===== Data to use
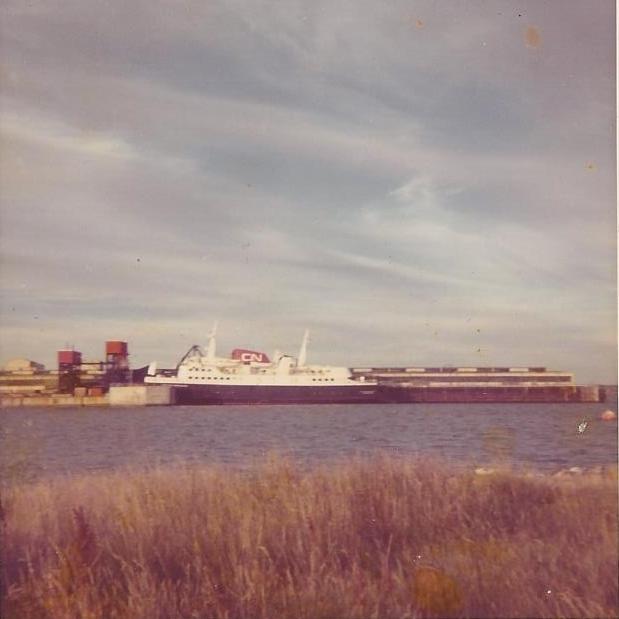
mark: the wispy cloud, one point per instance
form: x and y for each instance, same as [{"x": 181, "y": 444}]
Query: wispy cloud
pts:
[{"x": 412, "y": 180}]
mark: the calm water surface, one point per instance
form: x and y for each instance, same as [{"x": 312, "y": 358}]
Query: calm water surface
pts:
[{"x": 542, "y": 436}]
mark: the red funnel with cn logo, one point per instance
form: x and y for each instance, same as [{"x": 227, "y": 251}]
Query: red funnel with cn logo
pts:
[{"x": 249, "y": 356}]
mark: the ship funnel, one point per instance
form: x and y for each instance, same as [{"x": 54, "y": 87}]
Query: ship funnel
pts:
[
  {"x": 301, "y": 359},
  {"x": 211, "y": 348}
]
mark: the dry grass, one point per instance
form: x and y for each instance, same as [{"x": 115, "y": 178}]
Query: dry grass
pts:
[{"x": 374, "y": 538}]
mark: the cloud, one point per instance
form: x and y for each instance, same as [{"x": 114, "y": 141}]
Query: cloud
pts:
[{"x": 335, "y": 166}]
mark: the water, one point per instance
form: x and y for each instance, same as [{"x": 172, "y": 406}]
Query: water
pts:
[{"x": 49, "y": 441}]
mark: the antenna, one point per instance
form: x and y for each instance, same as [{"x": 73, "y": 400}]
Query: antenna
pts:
[
  {"x": 303, "y": 350},
  {"x": 210, "y": 350}
]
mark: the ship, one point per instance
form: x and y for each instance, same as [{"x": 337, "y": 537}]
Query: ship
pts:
[{"x": 250, "y": 377}]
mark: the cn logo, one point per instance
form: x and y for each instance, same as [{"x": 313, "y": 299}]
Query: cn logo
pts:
[{"x": 249, "y": 356}]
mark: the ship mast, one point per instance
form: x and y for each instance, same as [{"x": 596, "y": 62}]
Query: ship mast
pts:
[
  {"x": 301, "y": 359},
  {"x": 210, "y": 350}
]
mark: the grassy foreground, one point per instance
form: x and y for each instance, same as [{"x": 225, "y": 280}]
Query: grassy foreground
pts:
[{"x": 365, "y": 538}]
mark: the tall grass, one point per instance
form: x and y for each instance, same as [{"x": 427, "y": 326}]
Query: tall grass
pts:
[{"x": 365, "y": 538}]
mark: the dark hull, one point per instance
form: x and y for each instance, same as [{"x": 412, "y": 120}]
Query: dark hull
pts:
[{"x": 243, "y": 394}]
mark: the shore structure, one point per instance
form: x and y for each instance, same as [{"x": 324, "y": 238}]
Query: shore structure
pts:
[{"x": 251, "y": 377}]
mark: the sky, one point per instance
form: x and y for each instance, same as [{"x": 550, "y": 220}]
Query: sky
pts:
[{"x": 418, "y": 183}]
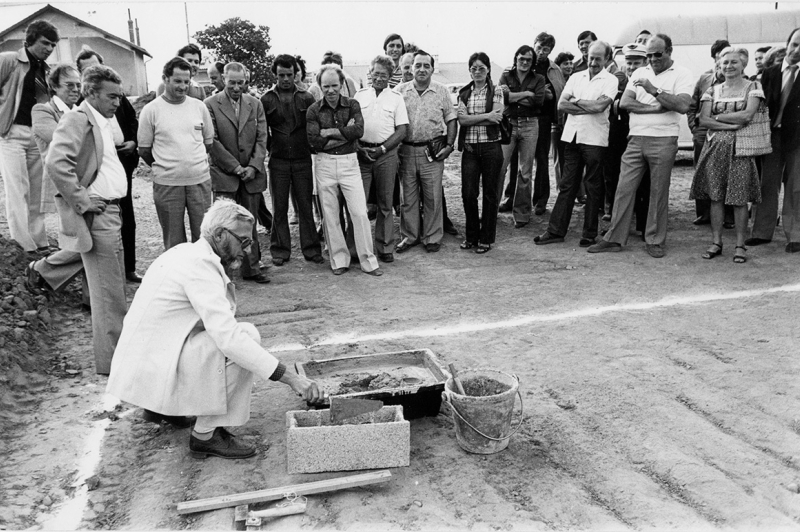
==========
- **Written instruction**:
Put everything in the listing from the line containing "mark: the dark hull, one point per instance" down to the end, both included, into a two-column CSV with the columns "prompt" and "points", one row per text with its answer, each in its own quoted field and with line breaks turned into spaces. Leave the pictures out.

- **Response below**:
prompt,points
"mark: the dark hull, one point per instance form: x and y for each instance, same as [{""x"": 412, ""y"": 120}] Query: dark hull pts:","[{""x"": 243, ""y"": 394}]"
"mark: the shore structure, one point per instance form: x and y for each instance, same as [{""x"": 324, ""y"": 238}] Query: shore structure pts:","[{""x"": 251, ""y"": 377}]"
"mark: the sky, one point per instance form: x and y for each instance, same as [{""x"": 550, ""y"": 220}] Query: sky pts:","[{""x"": 418, ""y"": 183}]"